BEGIN Supplied data

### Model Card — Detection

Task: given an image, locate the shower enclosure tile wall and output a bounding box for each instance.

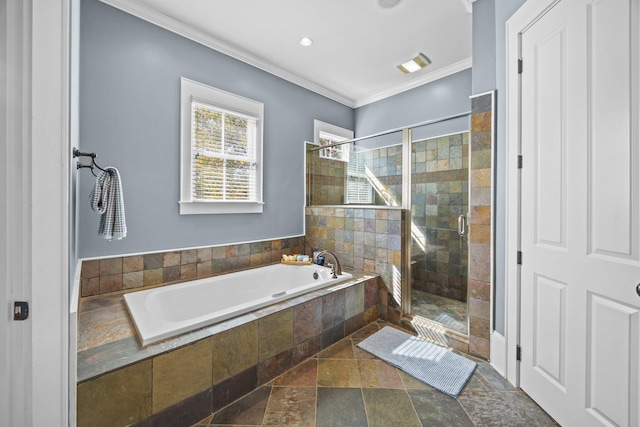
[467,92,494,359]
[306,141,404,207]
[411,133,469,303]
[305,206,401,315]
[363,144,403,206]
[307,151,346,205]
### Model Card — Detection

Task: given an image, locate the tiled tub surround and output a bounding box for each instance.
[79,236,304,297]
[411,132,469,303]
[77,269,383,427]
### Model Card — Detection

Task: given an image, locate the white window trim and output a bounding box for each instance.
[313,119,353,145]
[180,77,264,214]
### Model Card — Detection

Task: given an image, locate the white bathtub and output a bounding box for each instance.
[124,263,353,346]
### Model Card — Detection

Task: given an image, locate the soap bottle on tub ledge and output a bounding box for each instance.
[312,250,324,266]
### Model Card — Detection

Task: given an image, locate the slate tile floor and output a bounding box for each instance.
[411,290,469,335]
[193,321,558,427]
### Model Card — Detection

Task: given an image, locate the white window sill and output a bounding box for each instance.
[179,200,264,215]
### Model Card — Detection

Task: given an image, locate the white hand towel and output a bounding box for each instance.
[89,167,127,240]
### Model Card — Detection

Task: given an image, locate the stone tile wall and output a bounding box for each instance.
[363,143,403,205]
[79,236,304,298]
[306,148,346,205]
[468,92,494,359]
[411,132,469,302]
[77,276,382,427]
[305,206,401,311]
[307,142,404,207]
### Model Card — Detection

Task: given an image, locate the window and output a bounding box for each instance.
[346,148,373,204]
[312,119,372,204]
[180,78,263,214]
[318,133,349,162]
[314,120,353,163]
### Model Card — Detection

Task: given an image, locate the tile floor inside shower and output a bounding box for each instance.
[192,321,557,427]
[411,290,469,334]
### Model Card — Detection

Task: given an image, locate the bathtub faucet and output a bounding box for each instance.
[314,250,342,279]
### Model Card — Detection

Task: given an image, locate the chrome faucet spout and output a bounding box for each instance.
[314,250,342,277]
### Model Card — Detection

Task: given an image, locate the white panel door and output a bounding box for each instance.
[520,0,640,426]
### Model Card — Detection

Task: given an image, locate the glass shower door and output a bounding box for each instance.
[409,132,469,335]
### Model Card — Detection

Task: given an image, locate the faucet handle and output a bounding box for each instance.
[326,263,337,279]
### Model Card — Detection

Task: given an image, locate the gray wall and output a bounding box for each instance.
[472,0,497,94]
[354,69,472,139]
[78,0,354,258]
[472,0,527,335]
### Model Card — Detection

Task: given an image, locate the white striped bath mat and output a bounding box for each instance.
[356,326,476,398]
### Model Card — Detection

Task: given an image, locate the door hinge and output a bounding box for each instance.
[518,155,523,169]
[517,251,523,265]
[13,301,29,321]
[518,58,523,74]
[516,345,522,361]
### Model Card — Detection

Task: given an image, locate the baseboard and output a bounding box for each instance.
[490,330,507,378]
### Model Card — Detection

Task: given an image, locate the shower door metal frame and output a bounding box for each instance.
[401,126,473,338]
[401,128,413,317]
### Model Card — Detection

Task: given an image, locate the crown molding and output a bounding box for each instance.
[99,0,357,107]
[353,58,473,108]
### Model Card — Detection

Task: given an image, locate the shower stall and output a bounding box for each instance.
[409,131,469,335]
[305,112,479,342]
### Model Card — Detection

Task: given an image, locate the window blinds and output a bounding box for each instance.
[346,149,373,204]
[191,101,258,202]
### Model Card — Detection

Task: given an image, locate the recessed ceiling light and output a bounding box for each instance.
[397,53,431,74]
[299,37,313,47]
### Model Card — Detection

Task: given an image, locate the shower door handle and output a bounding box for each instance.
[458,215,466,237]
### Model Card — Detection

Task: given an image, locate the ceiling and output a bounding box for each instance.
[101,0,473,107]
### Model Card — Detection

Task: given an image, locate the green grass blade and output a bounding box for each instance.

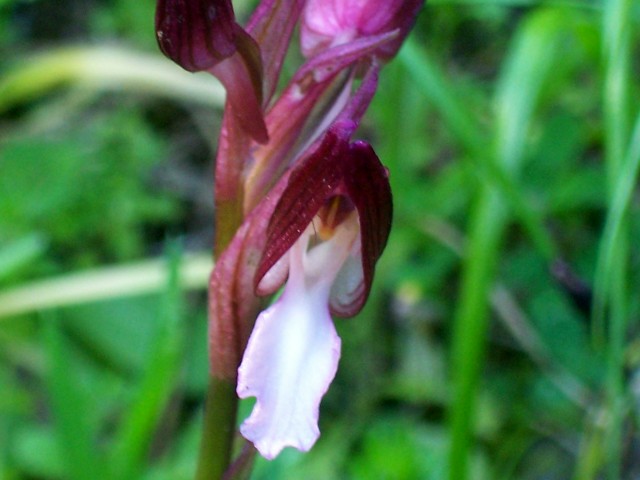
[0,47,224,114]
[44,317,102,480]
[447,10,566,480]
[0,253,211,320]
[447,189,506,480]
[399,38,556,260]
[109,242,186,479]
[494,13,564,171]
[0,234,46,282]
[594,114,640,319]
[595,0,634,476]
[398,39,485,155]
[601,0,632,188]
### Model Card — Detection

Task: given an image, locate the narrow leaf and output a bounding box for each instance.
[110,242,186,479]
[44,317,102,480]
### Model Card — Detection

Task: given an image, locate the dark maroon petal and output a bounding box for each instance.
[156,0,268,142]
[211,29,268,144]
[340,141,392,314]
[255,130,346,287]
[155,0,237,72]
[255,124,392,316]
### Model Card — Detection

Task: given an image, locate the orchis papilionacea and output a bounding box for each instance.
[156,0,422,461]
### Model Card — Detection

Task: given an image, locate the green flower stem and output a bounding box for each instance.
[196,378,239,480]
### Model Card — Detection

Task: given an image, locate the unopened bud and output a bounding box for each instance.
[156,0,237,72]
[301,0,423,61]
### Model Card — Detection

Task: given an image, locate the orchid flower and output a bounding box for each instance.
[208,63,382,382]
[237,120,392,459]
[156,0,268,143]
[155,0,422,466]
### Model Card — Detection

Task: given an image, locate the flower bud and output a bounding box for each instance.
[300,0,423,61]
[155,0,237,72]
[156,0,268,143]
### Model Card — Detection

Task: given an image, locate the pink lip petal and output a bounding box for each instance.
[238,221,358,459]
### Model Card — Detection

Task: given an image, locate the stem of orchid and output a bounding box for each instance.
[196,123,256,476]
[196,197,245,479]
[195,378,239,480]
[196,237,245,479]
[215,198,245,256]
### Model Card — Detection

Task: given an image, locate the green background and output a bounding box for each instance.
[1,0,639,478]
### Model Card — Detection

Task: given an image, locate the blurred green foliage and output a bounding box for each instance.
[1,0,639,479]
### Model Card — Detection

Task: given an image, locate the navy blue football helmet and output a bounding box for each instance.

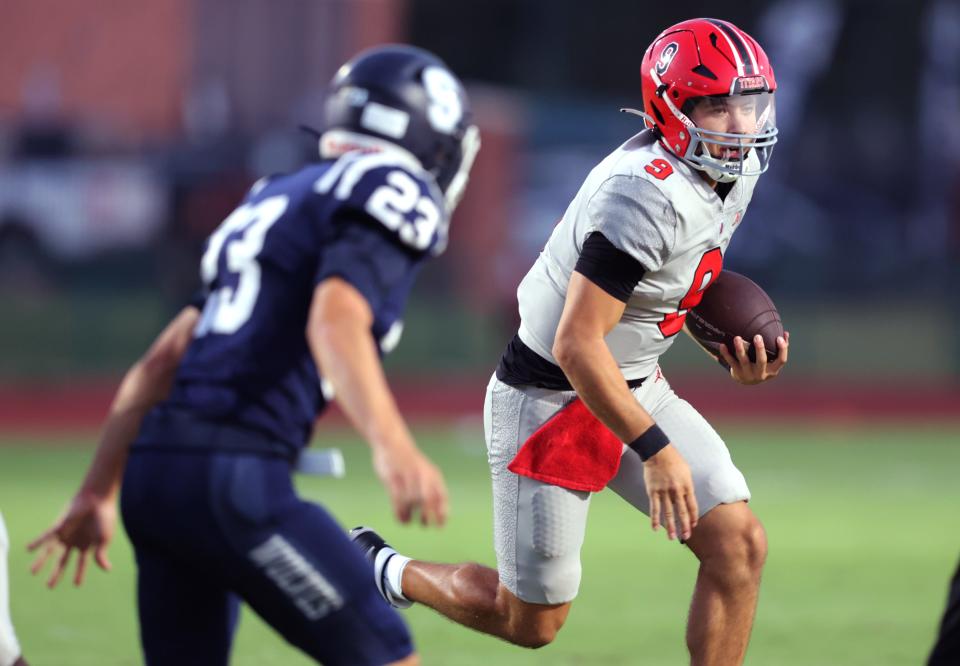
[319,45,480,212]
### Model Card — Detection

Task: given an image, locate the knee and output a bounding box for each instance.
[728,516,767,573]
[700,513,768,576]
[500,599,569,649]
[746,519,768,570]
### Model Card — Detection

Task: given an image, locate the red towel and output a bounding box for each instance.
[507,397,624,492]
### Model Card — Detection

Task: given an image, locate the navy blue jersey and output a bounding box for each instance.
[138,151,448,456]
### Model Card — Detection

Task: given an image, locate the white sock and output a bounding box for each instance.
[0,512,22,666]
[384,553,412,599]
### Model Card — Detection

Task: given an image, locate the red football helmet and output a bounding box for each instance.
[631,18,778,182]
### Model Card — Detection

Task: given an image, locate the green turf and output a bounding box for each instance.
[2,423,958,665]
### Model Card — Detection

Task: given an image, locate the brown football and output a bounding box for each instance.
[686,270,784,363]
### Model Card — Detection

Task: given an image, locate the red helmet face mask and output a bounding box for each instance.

END Supplied data

What you should do - Print the records word for word and exclude any picture they hold.

Task answer -
### Model Card — Detection

Task: given an image, locate the shower enclosure tile wall and output a bounding box for each instance.

[467,92,494,359]
[306,141,404,207]
[411,133,469,303]
[305,206,401,315]
[363,144,403,206]
[307,151,346,205]
### Model Card — Detection

Task: given an image, locate the tiled tub surround and output a bounding box for each instance.
[79,236,304,297]
[411,132,469,303]
[77,269,383,427]
### Model Card — Detection

Task: given an image, locate the white window trim and output a bounding box for each instance.
[313,119,353,145]
[180,77,264,214]
### Model Card — Detection

Task: given an image, locate the white bathtub and output a bounding box for each instance.
[124,263,353,346]
### Model Card — Detection

Task: given an image, locate the soap bottle on tub ledge and output a bounding box for each instance.
[312,250,324,266]
### Model Card — Detection

Task: given an image, locate the slate tile floor and output a bounding box for each instance.
[411,290,469,335]
[193,321,558,427]
### Model Card — Detection

Task: given an image, locate the white window sill and output a bounding box for each instance.
[179,200,264,215]
### Model Card — Detection

Task: given an image, locate the white hand towel and output a bounding box for each instance.
[89,167,127,240]
### Model Card — Detection

Task: given an image, locate the stone tile wall and output a bounding box for each instance.
[363,143,403,205]
[79,236,304,298]
[306,148,346,205]
[468,92,494,359]
[411,132,469,302]
[77,276,382,427]
[305,206,401,311]
[307,142,404,207]
### Model Card — Detection

Task: given an image, locate the window and output a bounding box for each instance.
[346,148,373,204]
[312,119,372,204]
[180,78,263,214]
[318,133,349,162]
[314,120,353,163]
### Model Card — Detection

Task: given an image, locate the tile floor inside shower and output a bounding box for each instance.
[192,321,557,427]
[411,290,469,334]
### Model Card — Detection

Task: given an image, locate the bathtub faucet and output a bounding box for each instance.
[314,250,342,279]
### Model Card — Detection

Task: given an image, locate the chrome faucet spout and output a bounding box for each instance.
[314,250,342,277]
### Model Card — Detection

Task: given an image, locate the white panel door and output a bounding box for each instance.
[520,0,640,426]
### Model Card — Detection

Task: given an image, locate the glass shower door and output a bounding box for each instance.
[409,132,469,335]
### Model Card — Detection

Task: given an image, locate the faucet handle and output a bounding box for each instance.
[326,263,337,279]
### Model Card — Detection

Task: given an image, locate the gray wall and output a bounding box for each instance.
[472,0,497,94]
[354,69,472,139]
[78,0,354,258]
[472,0,527,335]
### Model Card — Detection

Task: given an image, locate the white striped bath mat and output a bounding box for each instance.
[356,326,476,398]
### Model Card — Detection

Task: given an image, locate the door hinge and output a bounding box for each instance.
[518,155,523,169]
[517,251,523,265]
[13,301,29,321]
[518,58,523,74]
[516,345,522,361]
### Model Card — Detection

Task: given an image, locate the baseboard and output a bounding box for each instance.
[490,330,507,378]
### Model Card — Detection

Task: given an image, locate the shower door metal frame and output a bounding box for each instance.
[401,126,473,338]
[401,128,413,317]
### Model Card — Detection

Task: given an image, locate the crown molding and output a bounding box for each instance.
[99,0,357,107]
[353,58,473,108]
### Model Card — Detection

Task: given an image, locate the shower stall and output a bounding box for each instance.
[409,131,469,335]
[305,112,479,342]
### Model Card — Detection

Task: given an image, locate the window blinds and output a bounding box for each instance.
[346,149,373,204]
[191,101,258,202]
### Model Card — Detection

Task: given an image, locate the recessed ceiling light and output a bounding box for each instance.
[397,53,431,74]
[299,37,313,47]
### Model Card — Detection

Task: given an image, locate the shower door handle and output a bounding box for each instance.
[458,215,466,237]
### Model Card — Detection

Task: given an image, locate the ceiling and output a bounding box for each instance.
[101,0,473,107]
### Model Card — Detection

Task: given an image, locate the green grass blade and output a bounding box for each instance.

[0,47,224,114]
[44,317,102,480]
[447,10,566,480]
[0,253,211,320]
[447,189,506,480]
[399,38,556,260]
[109,242,186,479]
[494,13,564,171]
[0,234,46,282]
[594,114,640,319]
[595,0,634,476]
[398,39,485,155]
[601,0,632,188]
### Model Card — Detection

Task: given an image, locate the narrow leaf and output a bounding box for each instance.
[110,242,186,479]
[44,317,102,480]
### Model Card — Detection

Task: given an image, locate the dark maroon petal and output a bounding box for each instance.
[156,0,268,142]
[211,29,268,144]
[340,141,392,314]
[255,130,346,287]
[155,0,237,72]
[255,124,392,316]
### Model Card — Detection

Task: given an image, locate the orchis papilionacea and output a bounding box for each instance.
[156,0,422,461]
### Model Card — Detection

Task: given an image, locate the green flower stem and output a bounding box for each instance.
[196,378,239,480]
### Model Card — Detection

Task: given an image, locate the unopened bud and output a bounding box for each instance.
[156,0,237,72]
[301,0,423,61]
### Model Card — Detection

Task: given an image, locate the orchid flower and output a bounding box for each instance.
[208,63,382,382]
[237,120,392,459]
[156,0,268,143]
[155,0,422,466]
### Model Card — Detection

Task: given an image, locate the flower bud and output a bounding box for each instance.
[300,0,423,61]
[155,0,237,72]
[156,0,268,143]
### Model Card — Detection

Task: given an image, locate the pink lip petal and output a bounding box for each instance.
[238,221,358,459]
### Model Card — Detection

Task: given an image, locate the stem of orchid and output a bounding box for each instance.
[196,123,256,476]
[196,197,245,479]
[195,378,239,480]
[196,237,245,479]
[215,198,245,256]
### Model Card — Detection

Task: given an image, locate the green background and output a bounding box for each instance.
[1,0,639,478]
### Model Card — Detection

Task: given an image, locate the blurred green foliage and output a bounding box for each instance.
[1,0,639,479]
### Model Card — Detection

Task: given an image, locate the navy blue football helmet and output a bounding box for each instance.

[319,45,480,212]
### Model Card — Detection

Task: given an image, locate the knee and output a bounding box for each instance.
[728,516,767,573]
[700,513,768,576]
[500,599,569,649]
[746,519,768,570]
### Model Card — Detection

Task: given an image, locate the red towel and output a bounding box for each instance.
[507,397,624,492]
### Model Card — Detection

Task: given an image, locate the navy blue jersey and output a bounding box for each instance.
[138,151,448,456]
### Model Card — Detection

Task: given an image, locate the white sock and output a bounding box for each instance.
[0,512,22,666]
[384,553,412,599]
### Model Card — Detection

Task: given an image, locate the red football helmet and output a bounding box for each instance.
[631,18,778,182]
### Model Card — Detection

Task: given an image, locate the green turf and output a bounding box for each instance.
[2,423,958,665]
### Model Card — Detection

Task: given an image, locate the brown football and output a bounding box for each instance.
[686,270,784,363]
### Model Card — Detection

Task: given an image, locate the red helmet face mask and output a bounding box for each instance.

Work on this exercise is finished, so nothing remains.